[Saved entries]
------------------------
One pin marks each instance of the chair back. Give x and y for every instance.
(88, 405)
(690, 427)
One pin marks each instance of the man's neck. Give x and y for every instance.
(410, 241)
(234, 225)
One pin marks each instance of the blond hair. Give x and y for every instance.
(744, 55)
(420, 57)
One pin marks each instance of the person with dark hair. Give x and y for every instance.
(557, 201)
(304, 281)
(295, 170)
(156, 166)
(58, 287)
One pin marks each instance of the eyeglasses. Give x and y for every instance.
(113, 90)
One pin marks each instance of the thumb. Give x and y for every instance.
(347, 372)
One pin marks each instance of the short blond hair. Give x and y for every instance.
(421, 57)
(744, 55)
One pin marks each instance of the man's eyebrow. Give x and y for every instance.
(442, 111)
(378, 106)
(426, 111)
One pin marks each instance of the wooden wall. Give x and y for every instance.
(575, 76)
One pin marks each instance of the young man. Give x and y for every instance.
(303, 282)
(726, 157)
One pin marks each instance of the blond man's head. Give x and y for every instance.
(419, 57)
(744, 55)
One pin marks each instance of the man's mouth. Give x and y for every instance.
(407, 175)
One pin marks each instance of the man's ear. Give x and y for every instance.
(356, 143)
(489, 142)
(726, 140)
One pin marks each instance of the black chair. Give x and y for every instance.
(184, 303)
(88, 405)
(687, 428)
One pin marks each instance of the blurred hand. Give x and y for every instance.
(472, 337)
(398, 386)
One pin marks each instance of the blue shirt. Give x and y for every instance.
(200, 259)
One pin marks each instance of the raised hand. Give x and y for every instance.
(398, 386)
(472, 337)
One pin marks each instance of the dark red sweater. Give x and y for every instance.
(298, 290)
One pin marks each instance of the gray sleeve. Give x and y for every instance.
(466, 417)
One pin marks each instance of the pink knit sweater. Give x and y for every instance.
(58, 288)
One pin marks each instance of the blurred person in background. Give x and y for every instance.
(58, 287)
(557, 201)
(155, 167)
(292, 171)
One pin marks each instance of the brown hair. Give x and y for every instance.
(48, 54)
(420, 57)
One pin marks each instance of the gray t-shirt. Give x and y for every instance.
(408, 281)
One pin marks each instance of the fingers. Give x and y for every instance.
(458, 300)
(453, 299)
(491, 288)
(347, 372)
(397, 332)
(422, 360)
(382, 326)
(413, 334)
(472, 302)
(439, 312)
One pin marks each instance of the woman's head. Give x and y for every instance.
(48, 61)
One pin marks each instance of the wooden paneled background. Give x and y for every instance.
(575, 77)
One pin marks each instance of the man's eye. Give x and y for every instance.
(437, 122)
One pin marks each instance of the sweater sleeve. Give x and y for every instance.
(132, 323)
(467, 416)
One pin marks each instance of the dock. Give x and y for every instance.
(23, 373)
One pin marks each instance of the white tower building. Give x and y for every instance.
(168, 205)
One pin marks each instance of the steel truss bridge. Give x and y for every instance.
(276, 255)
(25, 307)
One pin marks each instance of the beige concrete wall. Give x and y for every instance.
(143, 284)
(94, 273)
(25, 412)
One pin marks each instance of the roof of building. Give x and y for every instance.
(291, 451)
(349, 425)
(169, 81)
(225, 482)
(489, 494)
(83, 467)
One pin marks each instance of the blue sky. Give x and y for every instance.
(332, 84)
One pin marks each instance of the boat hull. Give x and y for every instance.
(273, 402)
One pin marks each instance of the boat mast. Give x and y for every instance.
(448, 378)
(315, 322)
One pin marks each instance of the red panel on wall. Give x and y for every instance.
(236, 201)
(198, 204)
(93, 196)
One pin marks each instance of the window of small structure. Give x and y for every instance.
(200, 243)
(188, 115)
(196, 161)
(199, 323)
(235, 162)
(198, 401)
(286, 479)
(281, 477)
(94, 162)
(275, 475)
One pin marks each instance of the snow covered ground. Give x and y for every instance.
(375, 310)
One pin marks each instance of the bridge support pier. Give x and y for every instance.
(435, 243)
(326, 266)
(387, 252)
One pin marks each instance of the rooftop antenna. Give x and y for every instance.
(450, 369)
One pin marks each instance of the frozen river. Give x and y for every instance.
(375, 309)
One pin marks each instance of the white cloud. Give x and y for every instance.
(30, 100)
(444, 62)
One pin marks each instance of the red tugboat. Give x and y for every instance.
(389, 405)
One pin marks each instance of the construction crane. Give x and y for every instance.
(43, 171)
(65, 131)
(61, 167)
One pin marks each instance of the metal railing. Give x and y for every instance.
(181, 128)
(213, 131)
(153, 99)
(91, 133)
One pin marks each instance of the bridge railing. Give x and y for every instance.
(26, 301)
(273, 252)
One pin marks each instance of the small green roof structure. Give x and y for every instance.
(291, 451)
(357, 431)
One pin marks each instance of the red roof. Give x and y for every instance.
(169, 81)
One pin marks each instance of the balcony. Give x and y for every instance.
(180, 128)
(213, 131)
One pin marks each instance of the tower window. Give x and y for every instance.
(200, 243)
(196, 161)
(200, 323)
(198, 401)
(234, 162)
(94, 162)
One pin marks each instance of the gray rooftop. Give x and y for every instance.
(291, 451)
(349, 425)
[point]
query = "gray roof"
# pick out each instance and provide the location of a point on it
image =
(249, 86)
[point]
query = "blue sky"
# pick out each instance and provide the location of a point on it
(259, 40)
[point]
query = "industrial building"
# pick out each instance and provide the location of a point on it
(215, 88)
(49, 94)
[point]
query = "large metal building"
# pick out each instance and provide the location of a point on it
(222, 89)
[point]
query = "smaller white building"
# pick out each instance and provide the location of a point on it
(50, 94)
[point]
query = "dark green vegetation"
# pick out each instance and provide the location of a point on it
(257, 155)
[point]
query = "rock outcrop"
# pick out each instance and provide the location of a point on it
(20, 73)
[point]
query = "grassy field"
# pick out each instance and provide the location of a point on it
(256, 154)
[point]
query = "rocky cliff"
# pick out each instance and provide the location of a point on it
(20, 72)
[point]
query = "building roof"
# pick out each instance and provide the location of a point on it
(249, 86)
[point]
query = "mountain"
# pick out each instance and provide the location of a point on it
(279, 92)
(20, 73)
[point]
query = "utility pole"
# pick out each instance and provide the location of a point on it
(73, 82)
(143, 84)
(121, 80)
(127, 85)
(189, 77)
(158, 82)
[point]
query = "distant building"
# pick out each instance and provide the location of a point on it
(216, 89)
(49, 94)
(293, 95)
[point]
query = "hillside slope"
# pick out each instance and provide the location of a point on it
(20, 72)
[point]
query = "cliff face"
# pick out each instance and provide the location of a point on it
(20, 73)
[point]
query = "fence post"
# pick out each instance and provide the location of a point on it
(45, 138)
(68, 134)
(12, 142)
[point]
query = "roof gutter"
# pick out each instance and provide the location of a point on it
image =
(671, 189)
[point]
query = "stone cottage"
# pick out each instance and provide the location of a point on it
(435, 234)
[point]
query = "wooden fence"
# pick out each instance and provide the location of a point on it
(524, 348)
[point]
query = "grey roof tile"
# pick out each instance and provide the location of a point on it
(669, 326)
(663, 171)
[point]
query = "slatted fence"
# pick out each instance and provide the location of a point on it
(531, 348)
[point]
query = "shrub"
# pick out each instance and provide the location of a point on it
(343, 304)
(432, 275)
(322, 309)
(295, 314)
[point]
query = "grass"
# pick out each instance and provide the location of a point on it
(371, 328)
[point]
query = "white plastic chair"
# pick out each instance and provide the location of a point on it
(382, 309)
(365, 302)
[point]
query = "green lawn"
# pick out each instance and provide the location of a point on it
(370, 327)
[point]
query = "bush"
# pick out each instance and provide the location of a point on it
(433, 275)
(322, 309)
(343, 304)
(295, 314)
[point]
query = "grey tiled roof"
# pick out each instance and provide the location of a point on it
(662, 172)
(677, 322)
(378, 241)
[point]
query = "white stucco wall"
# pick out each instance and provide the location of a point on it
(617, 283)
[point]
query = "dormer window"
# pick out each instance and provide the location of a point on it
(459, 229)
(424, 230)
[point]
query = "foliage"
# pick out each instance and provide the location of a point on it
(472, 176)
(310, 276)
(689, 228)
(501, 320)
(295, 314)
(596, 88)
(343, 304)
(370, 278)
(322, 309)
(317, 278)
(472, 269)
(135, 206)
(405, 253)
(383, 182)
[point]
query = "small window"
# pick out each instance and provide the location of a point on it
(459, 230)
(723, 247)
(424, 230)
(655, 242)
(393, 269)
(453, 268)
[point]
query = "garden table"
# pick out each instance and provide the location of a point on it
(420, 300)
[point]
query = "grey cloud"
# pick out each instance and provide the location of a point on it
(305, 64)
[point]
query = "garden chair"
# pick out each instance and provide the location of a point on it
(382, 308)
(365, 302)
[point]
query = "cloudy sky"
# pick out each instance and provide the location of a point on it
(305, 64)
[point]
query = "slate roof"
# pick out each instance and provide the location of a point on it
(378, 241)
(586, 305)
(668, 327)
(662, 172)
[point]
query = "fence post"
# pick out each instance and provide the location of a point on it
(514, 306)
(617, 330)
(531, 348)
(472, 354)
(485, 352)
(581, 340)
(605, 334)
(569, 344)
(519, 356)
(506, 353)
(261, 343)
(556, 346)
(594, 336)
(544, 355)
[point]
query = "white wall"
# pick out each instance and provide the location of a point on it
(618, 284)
------------------------
- **WHAT IS REQUIRED**: Above are the records; copy each line from them that includes the string "garden".

- **EXPECTED ANSWER**:
query = "garden table"
query = "garden chair"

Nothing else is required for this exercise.